◆ WRITTEN REQUEST: Can you set out every line of the records below as a numbered list, leaving out any blank lines?

◆ PROVIDED RECORDS:
-- START --

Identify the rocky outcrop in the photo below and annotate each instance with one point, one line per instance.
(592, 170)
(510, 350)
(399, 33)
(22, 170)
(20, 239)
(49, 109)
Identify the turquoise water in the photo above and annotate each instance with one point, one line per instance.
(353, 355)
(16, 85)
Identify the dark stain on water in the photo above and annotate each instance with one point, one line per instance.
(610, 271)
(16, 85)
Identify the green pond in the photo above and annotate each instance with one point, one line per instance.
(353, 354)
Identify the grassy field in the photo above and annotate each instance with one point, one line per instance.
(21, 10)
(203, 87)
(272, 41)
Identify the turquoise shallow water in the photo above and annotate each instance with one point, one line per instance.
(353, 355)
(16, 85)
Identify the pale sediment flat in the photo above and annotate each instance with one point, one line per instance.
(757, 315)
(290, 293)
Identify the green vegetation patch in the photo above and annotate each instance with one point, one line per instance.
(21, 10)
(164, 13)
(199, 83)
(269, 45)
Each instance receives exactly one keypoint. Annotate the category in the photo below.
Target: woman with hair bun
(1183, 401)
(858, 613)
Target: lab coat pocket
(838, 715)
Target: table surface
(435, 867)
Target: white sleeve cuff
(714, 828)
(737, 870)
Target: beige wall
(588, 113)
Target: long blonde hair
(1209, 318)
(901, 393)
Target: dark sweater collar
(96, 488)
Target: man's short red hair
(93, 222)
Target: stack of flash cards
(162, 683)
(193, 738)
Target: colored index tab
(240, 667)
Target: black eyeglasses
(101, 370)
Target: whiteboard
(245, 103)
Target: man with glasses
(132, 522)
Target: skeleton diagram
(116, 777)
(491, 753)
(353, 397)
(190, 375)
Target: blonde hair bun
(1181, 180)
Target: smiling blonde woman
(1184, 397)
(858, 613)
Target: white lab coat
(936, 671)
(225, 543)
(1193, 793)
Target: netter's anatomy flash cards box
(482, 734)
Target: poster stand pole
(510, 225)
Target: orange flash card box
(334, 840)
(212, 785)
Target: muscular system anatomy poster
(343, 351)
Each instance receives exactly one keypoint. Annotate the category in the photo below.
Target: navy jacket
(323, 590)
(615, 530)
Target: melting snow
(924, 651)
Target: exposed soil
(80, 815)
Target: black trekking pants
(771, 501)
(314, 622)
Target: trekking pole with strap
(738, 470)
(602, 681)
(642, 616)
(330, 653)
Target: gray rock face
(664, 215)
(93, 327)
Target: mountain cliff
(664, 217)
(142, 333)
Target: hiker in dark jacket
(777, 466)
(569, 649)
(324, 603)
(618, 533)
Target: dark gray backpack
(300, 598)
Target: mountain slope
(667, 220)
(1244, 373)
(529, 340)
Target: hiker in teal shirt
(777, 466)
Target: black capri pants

-- END --

◆ TASK ANSWER:
1. Identify the rocky outcrop in the photo below and annotate each instance with one point, one line per instance.
2. (592, 170)
3. (510, 350)
4. (399, 33)
5. (22, 170)
6. (20, 239)
7. (49, 109)
8. Identify the turquoise water in the photo above and annotate each instance with one point, one line per instance.
9. (353, 355)
10. (16, 85)
11. Identify the dark stain on water in the photo above and annotate each instance with one point, one line per instance.
12. (610, 271)
13. (16, 85)
14. Identify the green pond in the photo above and annotate each instance with one point, one line per instance.
15. (353, 354)
16. Identify the grassy field in the photo above and annotate each instance with one point, one line per instance.
17. (21, 10)
18. (203, 87)
19. (272, 41)
20. Identify the turquoise shallow water in the photo above and annotate each instance with one point, one line per instance.
21. (353, 355)
22. (16, 85)
23. Identify the pale sediment flat in the photo above and annotate each instance with one point, one line per instance.
24. (757, 315)
25. (290, 293)
26. Identify the green vegetation patch in the photo above and annotate each instance with one point, one line per instance.
27. (21, 10)
28. (164, 13)
29. (199, 83)
30. (269, 45)
31. Each instance receives exactly one keypoint. Annotate the category in the photo below.
32. Target: woman with hair bun
33. (1183, 401)
34. (858, 613)
35. Target: lab coat pocket
36. (838, 715)
37. Target: table surface
38. (435, 867)
39. Target: white sleeve cuff
40. (714, 828)
41. (737, 870)
42. Target: beige wall
43. (588, 113)
44. Target: long blonde hair
45. (1209, 318)
46. (901, 393)
47. Target: dark sweater collar
48. (96, 488)
49. Target: man's short red hair
50. (93, 222)
51. Target: stack of flash cards
52. (162, 683)
53. (193, 738)
54. Target: colored index tab
55. (240, 667)
56. Target: black eyeglasses
57. (101, 370)
58. Target: whiteboard
59. (245, 103)
60. Target: man with glasses
61. (132, 522)
62. Target: skeleton diagram
63. (116, 777)
64. (491, 753)
65. (353, 397)
66. (190, 375)
67. Target: blonde hair bun
68. (1181, 180)
69. Target: smiling blonde woman
70. (1184, 397)
71. (858, 613)
72. Target: white lab coat
73. (936, 671)
74. (225, 543)
75. (1193, 793)
76. Target: netter's anatomy flash cards box
77. (482, 734)
78. Target: poster stand pole
79. (510, 225)
80. Target: orange flash card box
81. (334, 840)
82. (212, 785)
83. Target: muscular system anatomy poster
84. (343, 351)
85. Each instance receives exactly one keypoint. Annotate the category in the photo below.
86. Target: navy jacket
87. (323, 590)
88. (615, 530)
89. Target: melting snow
90. (924, 651)
91. Target: exposed soil
92. (80, 815)
93. Target: black trekking pants
94. (771, 501)
95. (314, 622)
96. Target: trekking pole with strap
97. (738, 470)
98. (602, 681)
99. (642, 616)
100. (330, 653)
101. Target: gray rock face
102. (664, 215)
103. (93, 327)
104. Target: mountain cliff
105. (664, 217)
106. (142, 333)
107. Target: hiker in dark jacket
108. (777, 466)
109. (569, 649)
110. (324, 603)
111. (618, 533)
112. Target: dark gray backpack
113. (300, 598)
114. Target: mountain slope
115. (667, 220)
116. (1244, 373)
117. (529, 340)
118. Target: hiker in teal shirt
119. (777, 466)
120. Target: black capri pants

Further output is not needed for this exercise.